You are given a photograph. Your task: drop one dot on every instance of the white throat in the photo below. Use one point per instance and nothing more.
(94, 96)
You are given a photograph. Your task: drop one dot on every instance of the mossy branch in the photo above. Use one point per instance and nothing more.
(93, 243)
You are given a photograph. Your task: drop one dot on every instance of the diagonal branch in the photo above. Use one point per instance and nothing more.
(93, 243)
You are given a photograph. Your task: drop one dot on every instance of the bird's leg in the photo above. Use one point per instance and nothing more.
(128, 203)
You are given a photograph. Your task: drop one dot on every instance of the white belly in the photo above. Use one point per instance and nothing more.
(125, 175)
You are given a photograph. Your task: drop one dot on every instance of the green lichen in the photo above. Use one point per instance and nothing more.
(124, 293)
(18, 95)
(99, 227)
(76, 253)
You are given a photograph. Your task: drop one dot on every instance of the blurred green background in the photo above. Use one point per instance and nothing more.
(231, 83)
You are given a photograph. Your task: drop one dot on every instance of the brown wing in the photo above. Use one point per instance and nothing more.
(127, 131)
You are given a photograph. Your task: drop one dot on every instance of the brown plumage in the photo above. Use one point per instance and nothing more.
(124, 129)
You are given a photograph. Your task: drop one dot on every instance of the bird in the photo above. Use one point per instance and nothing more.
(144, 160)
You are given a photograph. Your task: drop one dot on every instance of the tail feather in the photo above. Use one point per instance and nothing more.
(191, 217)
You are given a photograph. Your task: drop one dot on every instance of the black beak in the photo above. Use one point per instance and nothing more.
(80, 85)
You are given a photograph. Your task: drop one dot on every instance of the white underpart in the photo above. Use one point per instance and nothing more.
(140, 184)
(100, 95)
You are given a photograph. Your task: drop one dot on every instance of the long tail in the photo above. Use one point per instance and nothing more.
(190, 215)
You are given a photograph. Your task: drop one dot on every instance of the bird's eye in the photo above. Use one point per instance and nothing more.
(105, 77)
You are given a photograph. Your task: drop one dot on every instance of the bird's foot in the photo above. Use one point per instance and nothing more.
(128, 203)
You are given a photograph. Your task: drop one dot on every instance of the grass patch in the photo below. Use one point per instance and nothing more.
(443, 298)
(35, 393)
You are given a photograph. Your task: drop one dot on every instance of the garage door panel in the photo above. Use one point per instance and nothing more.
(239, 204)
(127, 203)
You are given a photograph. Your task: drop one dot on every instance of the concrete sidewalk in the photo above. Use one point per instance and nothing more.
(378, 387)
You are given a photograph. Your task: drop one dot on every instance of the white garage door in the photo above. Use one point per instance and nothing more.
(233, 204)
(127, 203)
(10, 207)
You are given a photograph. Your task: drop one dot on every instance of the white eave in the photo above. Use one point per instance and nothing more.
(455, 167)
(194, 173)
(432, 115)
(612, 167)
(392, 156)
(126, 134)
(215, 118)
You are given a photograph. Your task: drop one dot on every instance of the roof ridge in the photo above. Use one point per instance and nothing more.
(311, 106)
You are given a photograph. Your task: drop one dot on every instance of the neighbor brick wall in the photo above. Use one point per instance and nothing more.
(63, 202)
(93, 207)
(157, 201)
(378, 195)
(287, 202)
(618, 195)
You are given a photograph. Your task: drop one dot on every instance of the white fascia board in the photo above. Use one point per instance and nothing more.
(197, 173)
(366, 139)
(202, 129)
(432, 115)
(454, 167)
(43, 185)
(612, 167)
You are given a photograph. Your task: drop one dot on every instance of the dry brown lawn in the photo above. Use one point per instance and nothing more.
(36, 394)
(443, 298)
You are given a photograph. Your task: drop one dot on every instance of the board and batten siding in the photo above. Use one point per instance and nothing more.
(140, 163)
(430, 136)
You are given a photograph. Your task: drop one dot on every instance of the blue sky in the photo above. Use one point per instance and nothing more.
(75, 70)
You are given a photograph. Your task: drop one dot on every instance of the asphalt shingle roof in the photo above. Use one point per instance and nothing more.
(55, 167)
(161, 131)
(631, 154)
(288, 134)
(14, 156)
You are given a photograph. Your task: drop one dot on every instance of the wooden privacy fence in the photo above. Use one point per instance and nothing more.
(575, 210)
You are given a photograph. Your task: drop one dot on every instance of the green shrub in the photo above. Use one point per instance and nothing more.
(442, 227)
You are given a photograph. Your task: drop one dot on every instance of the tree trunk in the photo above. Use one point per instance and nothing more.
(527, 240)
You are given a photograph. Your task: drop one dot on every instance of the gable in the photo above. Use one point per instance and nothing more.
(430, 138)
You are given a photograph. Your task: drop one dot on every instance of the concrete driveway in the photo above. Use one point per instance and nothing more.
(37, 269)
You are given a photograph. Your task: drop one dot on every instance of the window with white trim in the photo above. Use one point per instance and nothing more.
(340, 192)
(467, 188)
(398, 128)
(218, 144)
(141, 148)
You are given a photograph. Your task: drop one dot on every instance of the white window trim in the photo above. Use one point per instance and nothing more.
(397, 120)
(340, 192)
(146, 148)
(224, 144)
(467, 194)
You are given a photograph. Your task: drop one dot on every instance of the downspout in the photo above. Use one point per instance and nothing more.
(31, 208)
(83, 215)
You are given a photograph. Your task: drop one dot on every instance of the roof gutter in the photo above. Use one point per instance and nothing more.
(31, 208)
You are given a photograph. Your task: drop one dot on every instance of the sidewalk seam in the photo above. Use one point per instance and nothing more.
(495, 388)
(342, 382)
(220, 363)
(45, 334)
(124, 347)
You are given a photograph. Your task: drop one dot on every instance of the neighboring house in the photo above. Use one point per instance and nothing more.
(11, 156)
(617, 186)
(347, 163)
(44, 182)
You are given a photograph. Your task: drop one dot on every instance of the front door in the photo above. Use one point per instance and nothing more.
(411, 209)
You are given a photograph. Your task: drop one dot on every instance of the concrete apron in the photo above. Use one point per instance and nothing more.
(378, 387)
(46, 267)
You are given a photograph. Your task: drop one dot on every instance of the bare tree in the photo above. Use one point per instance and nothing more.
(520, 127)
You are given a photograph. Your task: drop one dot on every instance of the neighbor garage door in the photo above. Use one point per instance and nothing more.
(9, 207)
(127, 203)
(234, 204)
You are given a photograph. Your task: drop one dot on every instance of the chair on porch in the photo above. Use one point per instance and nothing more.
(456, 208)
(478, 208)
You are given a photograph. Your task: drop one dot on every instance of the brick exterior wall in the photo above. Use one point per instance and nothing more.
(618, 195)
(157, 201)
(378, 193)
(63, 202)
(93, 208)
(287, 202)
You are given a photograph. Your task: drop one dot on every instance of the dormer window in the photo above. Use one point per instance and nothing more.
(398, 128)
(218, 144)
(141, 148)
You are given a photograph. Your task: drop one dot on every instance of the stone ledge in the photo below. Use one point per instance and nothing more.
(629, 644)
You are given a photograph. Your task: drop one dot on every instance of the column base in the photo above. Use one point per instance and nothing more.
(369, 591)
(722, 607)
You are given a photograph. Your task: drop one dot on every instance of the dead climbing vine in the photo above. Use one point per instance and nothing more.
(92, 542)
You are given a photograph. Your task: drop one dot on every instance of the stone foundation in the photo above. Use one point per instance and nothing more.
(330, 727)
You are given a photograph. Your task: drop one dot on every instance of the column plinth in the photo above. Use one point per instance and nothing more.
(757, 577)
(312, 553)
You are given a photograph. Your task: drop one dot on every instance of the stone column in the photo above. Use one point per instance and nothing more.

━━━━━━━━━━━━━━━━━━━━━━━━━━━━━━

_Task statement_:
All the data must be duplicated exactly, with nothing added or removed.

_Correct answer_:
You are given a photograph. Your task: drop one dot on every instance of the white throat in the photo below. Use one point per instance and nothing more.
(94, 96)
You are given a photograph. Your task: drop one dot on every instance of the mossy branch in the photo above. Use one point per instance and nothing more.
(93, 243)
You are given a photograph. Your task: drop one dot on every instance of the diagonal branch in the photo above. Use one point per instance and nothing more.
(93, 243)
You are given a photograph. Your task: drop one dot on every instance of the bird's leg in the photo above. Use one point per instance and nothing more.
(128, 203)
You are given a photograph. Your task: drop one dot on every instance of the white belly in the photo above. Use one point per instance and nothing more.
(125, 175)
You are given a photograph. Your task: drop one dot on every instance of the green lichen in the photo above. Use one point per instance and nothing more.
(124, 293)
(18, 95)
(99, 227)
(76, 253)
You are given a photograph. Your task: drop one dot on every instance of the blurred green background in the photo above. Use one point per instance and nothing more.
(231, 83)
You are given a photograph. Your task: drop one dot on every instance of the brown wing in the photo above. Use one point per instance and nothing more.
(127, 131)
You are given a photograph. Your task: drop one dot on every instance of the brown plumage in the photo above. Use one point per instance and nothing more.
(124, 129)
You are given a photograph. Your task: drop one dot on every instance of the bird in the photo above. Use one point per instance and nothing more.
(144, 160)
You are given a photograph. Your task: drop one dot on every instance of the tail feather in the photo above. Use one point per instance and nothing more.
(191, 217)
You are given a photograph. Your task: drop one dot on every instance of the black beak in the photo above. Use one point per instance and nothing more.
(80, 85)
You are given a photograph. Your task: drop one dot on every instance of the white underpart in the photo above. Use one point per instance and nothing more.
(140, 184)
(100, 95)
You are given a photograph. Your task: drop one dot on every instance of the long tail in the photo above. Use one point per instance and nothing more.
(190, 215)
You are given a photograph. Your task: drop one dot on every instance of the bird's eye in the photo above. Use one point per instance and nothing more.
(105, 77)
You are given a photograph. Your task: drop one dot on every instance of the bird's foot in the photo above. Use one point per instance and nothing more.
(128, 203)
You are given a photograph. Your task: drop one dot on every instance of the grass patch in the photo below. Use one point per instance and nothing more.
(443, 298)
(35, 393)
You are given a photograph. Your task: drop one dot on every instance of the garage door panel in the photo above. Use one point per instance and nothing more.
(239, 204)
(127, 203)
You are given a photograph. Your task: drop one dot on every instance of the concrete sidewalk in the photo above. Use one point per instance and nothing more.
(378, 387)
You are given a photograph. Your task: drop one dot on every instance of the white garage door in the photo above. Use one point per instance and nothing more.
(233, 204)
(127, 203)
(10, 207)
You are given a photograph. Your task: drop one dot on every instance of the white eave in the photo above. Use one point per instance and nothing more.
(455, 167)
(194, 173)
(432, 115)
(612, 167)
(392, 156)
(126, 134)
(215, 118)
You are given a photograph. Your task: drop one dot on every instance of the roof ridge in the photo above. Use one point per instance and nothing more.
(311, 106)
You are given a photograph. Your task: drop one dot on every instance of the neighbor brick wall in the photo above. Use one point per instance and nothing more.
(63, 202)
(93, 207)
(157, 201)
(378, 195)
(287, 202)
(618, 195)
You are given a photograph. Your task: drop one dot on every instance of the white fascia board in the photo above. Use one point per instance and nothing more.
(197, 173)
(366, 139)
(202, 129)
(432, 115)
(454, 167)
(43, 185)
(612, 167)
You are given a photograph. Your task: drop one dot on every instance of the dry brown lawn in the photo above. Use one point per instance and nothing more.
(36, 394)
(443, 298)
You are given a photograph. Your task: drop one dot on every instance of the board and batten siding in the photo above. Use one point per instance and nothing more.
(140, 163)
(430, 136)
You are given a photograph. Your task: drop one dot on every instance of the blue sky in the photo above. Use one point per instance and nothing more.
(75, 70)
You are given a photograph. Your task: drop one dot on every instance of the asphalt shingle roof in the photo above. Use one point per instance and nothing more.
(55, 167)
(161, 131)
(631, 154)
(288, 134)
(14, 156)
You are given a photograph. Your task: drop one dot on every instance of the wooden privacy fence in the photo above. Use one point per instance and nothing more.
(575, 210)
You are given a photograph. Your task: drop one dot on every instance of the green shrub in the photo above. Use one point per instance and nothing more.
(442, 227)
You are given a photograph. Your task: drop one dot on every instance of the tree trunk in the photo above. Use one point per instance and nothing more.
(527, 240)
You are given a photograph. Your task: drop one dot on every instance of the gable in the photo above. Use one point per instance and nothing more.
(430, 138)
You are given a photograph. Your task: drop one dot on every instance of the concrete driveway in the photo above. Use one point per instance and nothing more.
(37, 269)
You are given a photograph. Your task: drop one dot on every instance of the window with white trim in the photo above. Use one point per instance and nothing more.
(340, 192)
(467, 188)
(398, 128)
(218, 144)
(141, 148)
You are given a photograph. Your task: drop one dot on every instance of the white window trim in the photo above. Use one point per instance and nothing more.
(397, 120)
(340, 192)
(146, 148)
(224, 144)
(467, 194)
You are given a photograph. Your task: drop one dot on every instance of the downspout in the photo above. Use one point per instance and nothing more.
(31, 208)
(83, 215)
You are given a photograph. Your task: drop one dot on every instance of the roof gutter in the photo above. Use one point per instance and nothing more.
(31, 208)
You are given a photograph. Your task: drop one dot on every instance of the sidewalk seam in the photo above. Use one point per instance and nothing more.
(495, 388)
(342, 382)
(220, 363)
(45, 334)
(124, 347)
You are given a photograph. Your task: drop one dot on every instance of the neighboring house in the photo above. Use one point per instance and nothing more.
(11, 156)
(617, 186)
(347, 163)
(44, 182)
You are given a photograph. Your task: drop one dot on every instance of the front door in the photo above. Use one point per instance and nothing more.
(411, 209)
You are given a photograph. Your task: drop one dot on every instance of the concrete apron in the photo above. Use one point per instance and nothing more.
(378, 387)
(46, 267)
You are given a photograph. Your task: drop one dot on every instance of the bare tree in the photo above. Use one point per instance and nothing more.
(520, 127)
You are given a photograph. Your task: drop one dot on every instance of the neighbor garage door in the photo above. Use one point per instance and nothing more.
(9, 207)
(127, 203)
(234, 204)
You are given a photograph. Your task: drop one dot on every instance of the chair on porch in the photo above. Use one point per instance and nothing more.
(456, 208)
(478, 208)
You are given a photograph. Your task: drop one dot on every instance of the brick exterior wall in the photo above. Use one point per instance and nothing more.
(618, 195)
(157, 201)
(378, 193)
(63, 202)
(93, 208)
(287, 202)
You are given a photograph. Your task: drop one dot on every instance of the dormer window in the photo above. Use one point per instance and nothing more.
(398, 128)
(218, 144)
(141, 148)
You are given a photograph. Your task: drop one dot on every instance of the stone ledge in the photo below. Use one point per instance and nothing more.
(629, 644)
You are given a photograph. Your task: drop one dot on every instance of the column base in the photo above. Use one point per instance and nothing more.
(369, 591)
(722, 607)
You are given a photograph. Your task: drop one dot on every instance of the dead climbing vine in the photo above. Use one point per instance and nothing more.
(92, 542)
You are given a photograph. Your task: drop one dot on every instance of the stone foundation in the photo above. Use one point per instance and nothing more.
(330, 727)
You are given a photograph. Your task: drop one dot on every instance of the column plinth in the photo above. Use one point per instance and nothing more.
(757, 577)
(312, 553)
You are given a photograph. Your task: drop one dot on every instance of the stone column in the photo above. Use one point per instance and nothing more.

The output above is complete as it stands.